- DATA ENTRIES -
╭──
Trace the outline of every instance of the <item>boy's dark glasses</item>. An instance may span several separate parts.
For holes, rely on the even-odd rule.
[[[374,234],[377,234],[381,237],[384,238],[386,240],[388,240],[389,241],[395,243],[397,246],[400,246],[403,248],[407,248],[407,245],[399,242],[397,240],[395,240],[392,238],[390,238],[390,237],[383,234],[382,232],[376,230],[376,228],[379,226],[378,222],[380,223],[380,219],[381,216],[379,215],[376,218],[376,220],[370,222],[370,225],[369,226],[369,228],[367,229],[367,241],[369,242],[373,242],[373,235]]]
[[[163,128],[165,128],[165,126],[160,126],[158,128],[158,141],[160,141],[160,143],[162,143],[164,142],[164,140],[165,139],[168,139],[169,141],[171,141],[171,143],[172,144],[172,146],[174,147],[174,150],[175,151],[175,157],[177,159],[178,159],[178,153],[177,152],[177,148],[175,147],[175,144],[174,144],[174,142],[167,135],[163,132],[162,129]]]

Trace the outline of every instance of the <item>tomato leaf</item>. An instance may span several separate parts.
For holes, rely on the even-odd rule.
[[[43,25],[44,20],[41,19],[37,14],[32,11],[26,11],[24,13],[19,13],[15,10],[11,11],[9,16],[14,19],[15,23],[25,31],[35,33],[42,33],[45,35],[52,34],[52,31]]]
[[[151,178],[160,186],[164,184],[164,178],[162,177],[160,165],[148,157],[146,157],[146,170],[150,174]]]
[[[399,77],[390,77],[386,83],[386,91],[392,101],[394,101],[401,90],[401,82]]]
╰──
- WHAT YOU WILL DO -
Rewrite all of the rows above with "Trace" replaced by "Outline" everywhere it occurs, leaving everything else unchanged.

- SOLUTION TO THIS PROBLEM -
Outline the outline of every instance of the <item>boy's dark glasses</item>. An instance may span several separate parts.
For holes, rely on the even-odd rule.
[[[374,234],[377,234],[381,237],[384,238],[386,240],[388,240],[389,241],[395,243],[397,246],[400,246],[403,248],[407,248],[407,245],[399,242],[397,240],[395,240],[392,238],[390,238],[390,237],[383,234],[382,232],[376,230],[376,228],[379,226],[378,222],[380,223],[380,219],[381,216],[379,215],[376,218],[376,220],[370,222],[370,225],[369,226],[369,228],[367,229],[367,241],[369,242],[373,242],[373,235]]]
[[[163,128],[165,128],[165,126],[160,126],[158,128],[158,141],[160,141],[160,143],[162,143],[164,142],[164,140],[165,139],[168,139],[169,141],[171,141],[171,143],[172,144],[172,146],[174,147],[174,150],[175,151],[175,157],[177,159],[178,159],[178,153],[177,152],[177,148],[175,147],[175,144],[174,144],[174,142],[167,135],[163,132],[162,129]]]

Outline the outline of every instance of the <item>tomato leaf</item>. An instance may span several separate parts.
For holes, rely on the even-odd rule.
[[[43,25],[44,20],[41,19],[37,14],[32,11],[26,11],[24,13],[19,13],[15,10],[11,11],[9,16],[14,19],[15,23],[25,31],[35,33],[42,33],[45,35],[52,34],[52,31]]]
[[[151,178],[160,186],[164,184],[164,178],[162,177],[160,165],[148,157],[146,157],[146,170],[150,174]]]
[[[399,77],[390,77],[386,83],[386,91],[392,101],[394,101],[401,90],[401,82]]]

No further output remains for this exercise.